--- start of SUPPLIED PASSAGE ---
Filed pursuant to Rule 424(b)(4)
Registration No. 333-254833
PROSPECTUS
2,400,000 Shares
7.875% Series A Cumulative Redeemable Preferred Stock
(Liquidation Preference $25.00 per share)
We are offering 2,400,000 shares of our 7.875% Series A Cumulative Redeemable Preferred Stock, $0.01 par value per share (the “Series A Preferred Stock”). This is the original issuance of our Series A Preferred Stock, which has a liquidation preference of $25.00 per share.
Holders of Series A Preferred Stock will be entitled to receive dividends only when, as and if authorized by our Board of Directors and declared by us. We will pay cumulative cash dividends on the Series A Preferred Stock, from the date of original issue, at a rate of 7.875% per annum of the $25.00 liquidation preference per share (equivalent to the fixed annual rate of $1.96875 per share). Dividends on the Series A Preferred Stock will be payable quarterly in arrears on January 15, April 15, July 15 and October 15 of each year (or if not a business day, on the next succeeding business day). The first dividend on the Series A Preferred Stock will be paid on July 15, 2021 and will be a pro rata dividend from, and including, the original issue date to and including July 15, 2021 in the amount of $0.3828125. The Series A Preferred Stock will rank senior to our common stock, $0.01 par value per share, with respect to dividend rights and rights upon our liquidation, dissolution or winding up.
Generally, we are not permitted to redeem the Series A Preferred Stock prior to May 5, 2026, except in limited circumstances relating to our ability to qualify as a real estate investment trust (“REIT”) for U.S. federal income tax purposes or pursuant to the special optional redemption described below. On or after May 5, 2026, we may, at our option, redeem the Series A Preferred Stock, in whole or in part, at any time or from time to time, for cash at a redemption price of $25.00 per share, plus an amount equal to all accrued but unpaid dividends (whether or not authorized or declared) on such Series A Preferred Stock to, but not including, the redemption date. See “Description of Series A Preferred Stock — Optional Redemption.”
--- end of SUPPLIED PASSAGE ---
--- start of INFORMATION PROVIDED ---
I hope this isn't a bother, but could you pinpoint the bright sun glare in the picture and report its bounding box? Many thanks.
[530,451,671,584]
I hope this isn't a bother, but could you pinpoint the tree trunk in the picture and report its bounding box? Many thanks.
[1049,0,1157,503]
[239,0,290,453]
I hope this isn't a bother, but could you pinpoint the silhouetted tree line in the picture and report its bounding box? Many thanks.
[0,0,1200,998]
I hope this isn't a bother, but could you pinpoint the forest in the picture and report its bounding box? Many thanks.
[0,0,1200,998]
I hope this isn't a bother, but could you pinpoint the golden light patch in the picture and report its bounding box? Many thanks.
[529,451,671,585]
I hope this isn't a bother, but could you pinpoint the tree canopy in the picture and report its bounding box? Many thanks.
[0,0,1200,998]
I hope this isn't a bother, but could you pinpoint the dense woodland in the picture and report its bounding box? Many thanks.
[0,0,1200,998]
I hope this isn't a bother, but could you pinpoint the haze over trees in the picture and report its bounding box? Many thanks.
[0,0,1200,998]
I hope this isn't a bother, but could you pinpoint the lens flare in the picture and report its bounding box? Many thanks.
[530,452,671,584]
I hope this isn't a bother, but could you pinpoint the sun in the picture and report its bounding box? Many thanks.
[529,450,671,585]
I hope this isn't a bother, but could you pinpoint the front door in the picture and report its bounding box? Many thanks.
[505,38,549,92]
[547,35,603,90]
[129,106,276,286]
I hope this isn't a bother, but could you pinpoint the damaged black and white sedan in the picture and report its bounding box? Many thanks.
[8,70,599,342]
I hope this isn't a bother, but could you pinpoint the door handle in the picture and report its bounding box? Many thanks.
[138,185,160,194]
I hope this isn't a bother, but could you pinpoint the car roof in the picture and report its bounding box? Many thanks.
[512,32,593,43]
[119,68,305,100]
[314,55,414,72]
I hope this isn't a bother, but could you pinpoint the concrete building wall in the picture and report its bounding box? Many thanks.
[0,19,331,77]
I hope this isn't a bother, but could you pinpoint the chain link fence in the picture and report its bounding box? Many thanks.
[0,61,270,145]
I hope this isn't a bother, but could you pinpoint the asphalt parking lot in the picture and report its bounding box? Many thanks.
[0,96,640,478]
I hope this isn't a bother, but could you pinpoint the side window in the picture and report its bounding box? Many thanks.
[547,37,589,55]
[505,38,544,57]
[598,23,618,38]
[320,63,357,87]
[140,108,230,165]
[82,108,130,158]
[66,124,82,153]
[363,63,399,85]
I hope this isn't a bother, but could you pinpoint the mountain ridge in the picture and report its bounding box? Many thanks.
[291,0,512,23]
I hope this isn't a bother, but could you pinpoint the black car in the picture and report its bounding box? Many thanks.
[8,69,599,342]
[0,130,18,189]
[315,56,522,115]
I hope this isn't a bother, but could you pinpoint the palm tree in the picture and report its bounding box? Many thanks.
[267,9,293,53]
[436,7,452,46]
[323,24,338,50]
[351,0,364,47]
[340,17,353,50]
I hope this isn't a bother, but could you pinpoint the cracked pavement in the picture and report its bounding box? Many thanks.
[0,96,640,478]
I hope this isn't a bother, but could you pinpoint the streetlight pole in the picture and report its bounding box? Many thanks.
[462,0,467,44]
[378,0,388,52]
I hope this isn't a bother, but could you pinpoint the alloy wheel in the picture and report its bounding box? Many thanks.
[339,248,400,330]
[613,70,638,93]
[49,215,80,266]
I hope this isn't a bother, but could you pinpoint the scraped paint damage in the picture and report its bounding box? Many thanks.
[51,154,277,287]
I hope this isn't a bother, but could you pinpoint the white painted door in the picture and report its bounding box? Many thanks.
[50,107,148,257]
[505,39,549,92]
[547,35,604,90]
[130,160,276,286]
--- end of INFORMATION PROVIDED ---
◆ EXERCISE DIRECTIONS
From the preferred stock prospectus, extract the passage between "We are offering" and "of $25.00 per share.", inclusive, copying it word for word.

◆ REPLY
We are offering 2,400,000 shares of our 7.875% Series A Cumulative Redeemable Preferred Stock, $0.01 par value per share (the “Series A Preferred Stock”). This is the original issuance of our Series A Preferred Stock, which has a liquidation preference of $25.00 per share.